*** Selected excerpt ***

History suggests that the Federal Reserve will face a difficult task in tightening monetary policy enough to cool inflation without causing a U.S. recession, with the odds of a contraction at about 35% over the next two years, according to Goldman Sachs Group Inc.
The Fed’s main challenge is to reduce the gap between jobs and workers, and to slow wage growth to a pace consistent with its 2% inflation goal by tightening financial conditions enough to reduce job openings without sharply raising unemployment, Chief Economist Jan Hatzius wrote in a research report on Sunday.
Achieving a so-called soft landing may be tough, because historically large declines in the gap in the U.S. have only occurred during recessions.
“Taken at face value, these historical patterns suggest the Fed faces a hard path to a soft landing,” Hatzius said.
A recession isn’t inevitable because post-COVID-19 normalizations in labor supply and durable goods prices will help the Fed, Hatzius said. There are more examples of other countries in the Group of 10 advanced economies — a group that also comprises Belgium, Canada, France, Germany, Italy, Japan, the Netherlands, Sweden, Switzerland and the U.K. — that pulled off the soft landing, he said.
Eleven out of 14 tightening cycles in the U.S. since World War II were followed by a recession within two years, but only eight of them can be even partially attributed to Fed tightening — and soft or “softish” landings have been more common more recently, Hatzius said. He projected the odds of a recession in the next 12 months at about 15%.
Economists recently have seen increasing odds of a U.S. recession, with 27.5% expecting a contraction in a Bloomberg survey in the first week of April, up from 20% a month earlier. They expect the consumer price index to average 5.7% in the final three months of the year, up from the previous 4.5% estimate.

*** End of Selected excerpt ***

Exercise brief: From the article on recession odds, please write out the part that opens with the words containing "Economists recently have" and closes with "previous 4.5% estimate.", replacing "Economists" with "Analysts".

*** Data excerpts ***

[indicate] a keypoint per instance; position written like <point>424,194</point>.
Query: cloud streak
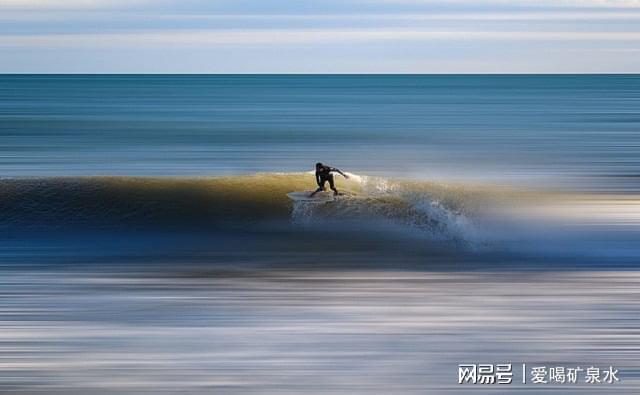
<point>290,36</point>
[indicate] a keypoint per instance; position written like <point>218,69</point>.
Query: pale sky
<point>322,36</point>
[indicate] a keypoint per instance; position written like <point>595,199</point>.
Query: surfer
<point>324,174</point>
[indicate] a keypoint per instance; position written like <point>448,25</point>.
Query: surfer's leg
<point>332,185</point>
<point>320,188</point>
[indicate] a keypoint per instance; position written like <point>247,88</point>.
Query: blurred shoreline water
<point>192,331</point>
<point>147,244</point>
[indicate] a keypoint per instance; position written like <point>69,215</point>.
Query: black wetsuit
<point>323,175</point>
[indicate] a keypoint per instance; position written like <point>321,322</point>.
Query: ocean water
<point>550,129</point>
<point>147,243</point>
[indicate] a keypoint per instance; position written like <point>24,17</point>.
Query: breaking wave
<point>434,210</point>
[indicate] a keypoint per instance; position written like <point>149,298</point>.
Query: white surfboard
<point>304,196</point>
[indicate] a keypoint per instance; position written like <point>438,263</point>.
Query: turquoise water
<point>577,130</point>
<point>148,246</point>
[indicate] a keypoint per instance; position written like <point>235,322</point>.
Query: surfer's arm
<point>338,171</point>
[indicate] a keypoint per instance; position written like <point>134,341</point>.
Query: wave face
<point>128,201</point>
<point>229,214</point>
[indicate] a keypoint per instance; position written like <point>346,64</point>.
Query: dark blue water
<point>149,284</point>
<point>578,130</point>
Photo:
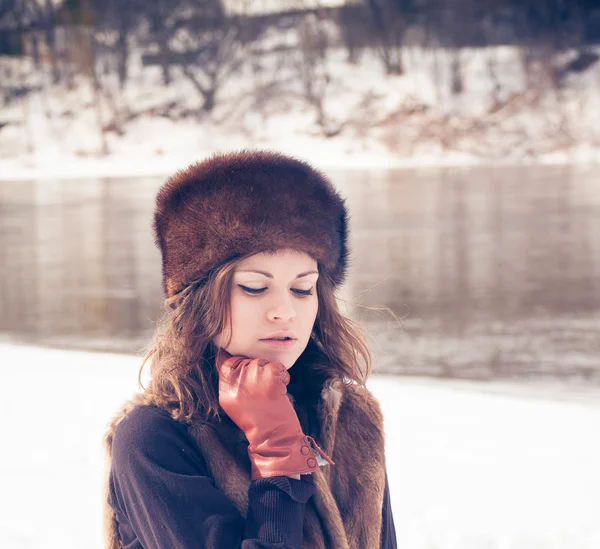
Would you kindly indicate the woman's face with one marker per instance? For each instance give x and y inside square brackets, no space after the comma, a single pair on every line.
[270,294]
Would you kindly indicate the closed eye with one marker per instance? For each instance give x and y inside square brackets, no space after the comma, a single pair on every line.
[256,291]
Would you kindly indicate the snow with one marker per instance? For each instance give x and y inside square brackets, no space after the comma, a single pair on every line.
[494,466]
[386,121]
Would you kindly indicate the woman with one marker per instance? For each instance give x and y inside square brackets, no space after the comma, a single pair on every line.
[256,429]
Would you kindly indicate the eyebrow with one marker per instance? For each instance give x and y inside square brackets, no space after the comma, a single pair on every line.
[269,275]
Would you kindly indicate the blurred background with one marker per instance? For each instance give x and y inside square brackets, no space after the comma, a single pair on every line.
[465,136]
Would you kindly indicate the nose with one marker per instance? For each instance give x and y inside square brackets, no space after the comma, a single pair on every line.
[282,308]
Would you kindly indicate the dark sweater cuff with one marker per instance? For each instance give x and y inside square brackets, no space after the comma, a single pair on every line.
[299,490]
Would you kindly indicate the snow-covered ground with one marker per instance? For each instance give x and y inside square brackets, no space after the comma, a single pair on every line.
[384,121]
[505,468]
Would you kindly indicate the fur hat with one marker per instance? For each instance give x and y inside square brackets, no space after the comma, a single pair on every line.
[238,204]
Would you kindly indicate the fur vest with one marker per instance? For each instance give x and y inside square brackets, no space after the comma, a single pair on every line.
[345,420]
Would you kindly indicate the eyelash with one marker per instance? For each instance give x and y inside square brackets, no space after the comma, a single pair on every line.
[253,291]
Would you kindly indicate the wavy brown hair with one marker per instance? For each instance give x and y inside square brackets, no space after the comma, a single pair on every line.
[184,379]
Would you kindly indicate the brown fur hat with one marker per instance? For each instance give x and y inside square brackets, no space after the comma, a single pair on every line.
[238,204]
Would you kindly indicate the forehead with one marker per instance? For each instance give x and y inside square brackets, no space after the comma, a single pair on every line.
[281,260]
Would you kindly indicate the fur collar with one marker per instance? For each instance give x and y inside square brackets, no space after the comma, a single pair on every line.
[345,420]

*** End of Data excerpts ***

Answer to this task:
Analysts recently have seen increasing odds of a U.S. recession, with 27.5% expecting a contraction in a Bloomberg survey in the first week of April, up from 20% a month earlier. They expect the consumer price index to average 5.7% in the final three months of the year, up from the previous 4.5% estimate.